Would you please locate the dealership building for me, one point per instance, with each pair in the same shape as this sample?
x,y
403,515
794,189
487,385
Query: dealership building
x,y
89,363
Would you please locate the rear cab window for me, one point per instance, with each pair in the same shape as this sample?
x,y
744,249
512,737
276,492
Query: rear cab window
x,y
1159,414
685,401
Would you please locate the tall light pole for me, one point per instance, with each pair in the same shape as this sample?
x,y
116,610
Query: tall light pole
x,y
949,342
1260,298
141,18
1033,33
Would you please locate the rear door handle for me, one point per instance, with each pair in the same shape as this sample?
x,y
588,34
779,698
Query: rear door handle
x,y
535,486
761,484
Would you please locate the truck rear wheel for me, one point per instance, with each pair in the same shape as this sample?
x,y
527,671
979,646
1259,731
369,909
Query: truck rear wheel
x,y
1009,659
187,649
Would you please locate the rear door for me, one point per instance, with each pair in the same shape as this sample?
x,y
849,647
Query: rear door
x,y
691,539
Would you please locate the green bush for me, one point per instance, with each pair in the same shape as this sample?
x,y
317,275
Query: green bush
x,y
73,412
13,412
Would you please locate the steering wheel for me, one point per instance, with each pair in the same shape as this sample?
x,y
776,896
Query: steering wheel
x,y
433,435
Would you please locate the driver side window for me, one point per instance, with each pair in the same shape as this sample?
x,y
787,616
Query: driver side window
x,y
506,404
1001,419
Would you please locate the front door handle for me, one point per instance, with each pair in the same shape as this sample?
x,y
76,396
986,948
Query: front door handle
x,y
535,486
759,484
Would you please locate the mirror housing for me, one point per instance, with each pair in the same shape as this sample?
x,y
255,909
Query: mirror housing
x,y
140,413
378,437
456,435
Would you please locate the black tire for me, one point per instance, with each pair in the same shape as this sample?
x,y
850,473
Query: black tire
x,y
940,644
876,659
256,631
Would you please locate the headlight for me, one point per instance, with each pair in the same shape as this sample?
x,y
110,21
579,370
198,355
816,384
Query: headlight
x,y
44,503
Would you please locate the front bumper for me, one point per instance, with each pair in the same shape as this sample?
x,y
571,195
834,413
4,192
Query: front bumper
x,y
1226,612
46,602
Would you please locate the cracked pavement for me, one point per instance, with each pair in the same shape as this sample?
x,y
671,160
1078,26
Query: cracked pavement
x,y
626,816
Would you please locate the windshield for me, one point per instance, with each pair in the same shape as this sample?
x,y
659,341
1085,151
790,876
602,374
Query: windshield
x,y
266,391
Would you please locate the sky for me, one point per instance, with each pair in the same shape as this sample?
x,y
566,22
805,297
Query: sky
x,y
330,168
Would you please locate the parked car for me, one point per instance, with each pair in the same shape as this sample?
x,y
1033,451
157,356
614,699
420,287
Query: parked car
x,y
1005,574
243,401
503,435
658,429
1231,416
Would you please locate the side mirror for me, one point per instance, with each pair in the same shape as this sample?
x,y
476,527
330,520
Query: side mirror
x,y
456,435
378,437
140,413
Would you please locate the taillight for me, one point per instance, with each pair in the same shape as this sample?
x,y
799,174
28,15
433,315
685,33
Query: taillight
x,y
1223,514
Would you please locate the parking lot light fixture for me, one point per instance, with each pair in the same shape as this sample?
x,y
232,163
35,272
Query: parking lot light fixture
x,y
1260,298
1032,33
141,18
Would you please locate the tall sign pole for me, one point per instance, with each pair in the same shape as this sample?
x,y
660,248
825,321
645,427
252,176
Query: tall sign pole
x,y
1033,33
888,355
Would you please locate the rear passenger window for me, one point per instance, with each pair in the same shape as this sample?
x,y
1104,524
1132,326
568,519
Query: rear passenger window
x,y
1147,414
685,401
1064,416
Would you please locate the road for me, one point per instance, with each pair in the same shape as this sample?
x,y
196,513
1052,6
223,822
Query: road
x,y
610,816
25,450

■ ■ ■ ■ ■

Request = Could you copy out the rows word for word, starting at the line that contains "Would you please locate the parking" and ending with the last line of the rows, both included?

Worked answer =
Would you please locate the parking lot light fixture for me, one point per instance, with each pair in the same shape as this sample?
x,y
232,163
35,272
Query: parking lot light fixture
x,y
1260,298
1032,33
141,18
Would you please locate the tall sign pole for me, one point per instance, with each pair in the same shape as this sample?
x,y
660,248
825,321
645,427
252,176
Query: tall sign pole
x,y
1033,33
888,355
Would you please locate the rear passenger window for me, one point per instance, with each pair in the same shape as this sample?
x,y
1104,524
1132,326
568,519
Query: rear passenger window
x,y
1147,414
685,401
1064,416
Would you please locate the road for me, one point per instance, with each pair in the same shape as this sample?
x,y
196,513
1052,6
223,822
Query: road
x,y
610,816
25,450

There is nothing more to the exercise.